Index_bgen zlib compression exception

I’m trying to index a bgen while on RAP.

get_bgen_path = lambda chrom: f'file:///mnt/project/Bulk/Exome sequences/Population level exome OQFE variants, BGEN format - interim 450k release/ukb23150_c{chrom}_b0_v1.bgen'
get_idx2_path = lambda chrom: f'{hail_dir}/exome/wes_450k/bgen/chr{chrom}.idx2'

chrom = 21
hl.index_bgen(
    path = get_bgen_path(chrom),
    index_file_map = {get_bgen_path(chrom): get_idx2_path(chrom)},
)

But I get HailException: Hail only supports zlib compression.

1 Like

Log: hail-20220505-0948-0.2.78-b17627756568.log (18.3 KB)

We don’t support zstd compression, which was added after we wrote the BGEN importer. What BGEN is this? We can add this support but we’ve got a lot going on right now.

How do I check the BGEN version? I can’t seem to get it with bgenix.

This isn’t a bottleneck for me, so no rush.

I have the same problem, these are all of the UK Biobank genotype files (500K WES, as well as the older 450K WES).

1 Like

Thanks for the ping, @orr. We’ve noted this as a key new feature for our users working with UKB. The team is very resource constrained these days, but we’ll do our best to get it done for y’all.

1 Like

Are there any updates or anywhere to track progress? I couldn’t find an issue on github. Having to fallback to VCFs is pretty slow and costly with UKB which uses zstd.

Hey @RossDeVito !

I empathize with the pain. This is the place to watch for updates. The more folks post or like these threads, the more it helps me argue for the value of this.

Unfortunately, it hasn’t been a priority for our funding labs. I’m not quite sure why but I guess folks aren’t working with the latest round of UKB.

Feature in PR:

1 Like

zstd support will land in 0.2.108.

1 Like

Material supplied:
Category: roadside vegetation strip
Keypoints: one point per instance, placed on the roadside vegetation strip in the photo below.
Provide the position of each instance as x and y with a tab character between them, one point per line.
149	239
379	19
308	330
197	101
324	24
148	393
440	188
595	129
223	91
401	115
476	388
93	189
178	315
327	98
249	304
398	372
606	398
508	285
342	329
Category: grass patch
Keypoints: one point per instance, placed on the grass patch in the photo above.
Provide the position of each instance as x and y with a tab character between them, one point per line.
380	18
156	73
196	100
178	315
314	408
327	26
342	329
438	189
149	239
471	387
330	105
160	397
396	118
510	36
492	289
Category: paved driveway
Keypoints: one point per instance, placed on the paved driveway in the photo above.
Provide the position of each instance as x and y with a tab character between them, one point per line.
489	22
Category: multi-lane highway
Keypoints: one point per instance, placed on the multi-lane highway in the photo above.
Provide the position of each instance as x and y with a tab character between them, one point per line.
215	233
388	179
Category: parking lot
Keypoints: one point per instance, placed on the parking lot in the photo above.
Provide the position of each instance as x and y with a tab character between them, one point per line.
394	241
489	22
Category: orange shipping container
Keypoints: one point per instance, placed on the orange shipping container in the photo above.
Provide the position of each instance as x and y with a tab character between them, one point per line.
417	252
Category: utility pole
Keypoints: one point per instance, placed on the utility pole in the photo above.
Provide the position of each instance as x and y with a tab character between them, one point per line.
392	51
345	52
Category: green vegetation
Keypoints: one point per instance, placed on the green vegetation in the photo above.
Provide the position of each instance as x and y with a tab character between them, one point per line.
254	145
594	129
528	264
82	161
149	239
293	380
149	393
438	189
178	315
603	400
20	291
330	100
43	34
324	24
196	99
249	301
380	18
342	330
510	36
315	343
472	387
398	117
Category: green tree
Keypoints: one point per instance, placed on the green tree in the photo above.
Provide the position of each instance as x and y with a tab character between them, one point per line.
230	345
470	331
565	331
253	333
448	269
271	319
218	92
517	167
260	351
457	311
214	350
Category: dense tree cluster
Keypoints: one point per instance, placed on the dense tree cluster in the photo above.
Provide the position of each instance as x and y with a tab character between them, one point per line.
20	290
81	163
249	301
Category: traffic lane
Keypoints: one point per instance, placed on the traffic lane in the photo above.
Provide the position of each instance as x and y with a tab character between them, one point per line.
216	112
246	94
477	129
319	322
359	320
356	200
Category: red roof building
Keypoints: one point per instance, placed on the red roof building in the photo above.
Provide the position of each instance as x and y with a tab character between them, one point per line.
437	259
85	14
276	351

==

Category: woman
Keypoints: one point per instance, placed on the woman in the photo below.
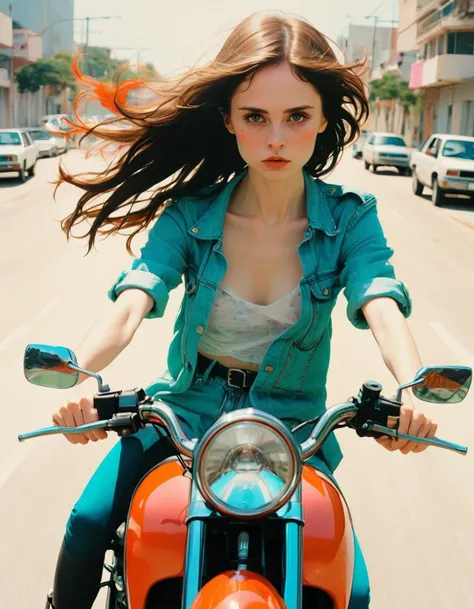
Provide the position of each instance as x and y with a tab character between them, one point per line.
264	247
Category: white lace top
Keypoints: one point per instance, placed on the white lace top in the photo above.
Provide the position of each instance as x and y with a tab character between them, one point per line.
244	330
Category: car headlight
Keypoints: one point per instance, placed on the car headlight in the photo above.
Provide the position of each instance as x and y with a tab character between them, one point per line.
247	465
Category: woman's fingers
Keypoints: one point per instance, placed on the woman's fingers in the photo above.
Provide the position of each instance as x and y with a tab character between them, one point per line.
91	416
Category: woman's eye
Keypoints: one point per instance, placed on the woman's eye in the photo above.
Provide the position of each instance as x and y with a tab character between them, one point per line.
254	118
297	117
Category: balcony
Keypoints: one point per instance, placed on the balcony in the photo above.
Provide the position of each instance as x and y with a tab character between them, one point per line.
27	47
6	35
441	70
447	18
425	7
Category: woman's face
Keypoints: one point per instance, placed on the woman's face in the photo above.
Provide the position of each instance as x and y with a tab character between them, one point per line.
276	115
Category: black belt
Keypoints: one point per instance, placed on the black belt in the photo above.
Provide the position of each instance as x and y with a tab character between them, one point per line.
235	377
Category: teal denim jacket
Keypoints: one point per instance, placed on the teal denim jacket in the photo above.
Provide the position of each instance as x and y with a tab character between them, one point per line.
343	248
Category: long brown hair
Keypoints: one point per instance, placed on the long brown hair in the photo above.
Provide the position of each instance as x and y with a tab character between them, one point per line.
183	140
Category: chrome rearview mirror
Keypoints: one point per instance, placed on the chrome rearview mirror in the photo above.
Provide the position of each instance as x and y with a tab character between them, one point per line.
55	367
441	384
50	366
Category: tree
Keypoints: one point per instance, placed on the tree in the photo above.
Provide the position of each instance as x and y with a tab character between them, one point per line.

Work to do:
Using the BGEN indexing thread, answer these:
1. What error message did the index_bgen call produce?
2. Which compression format did the reply say was not supported?
3. In which release will support for that format land?

Output for this task:
1. HailException: Hail only supports zlib compression.
2. zstd
3. 0.2.108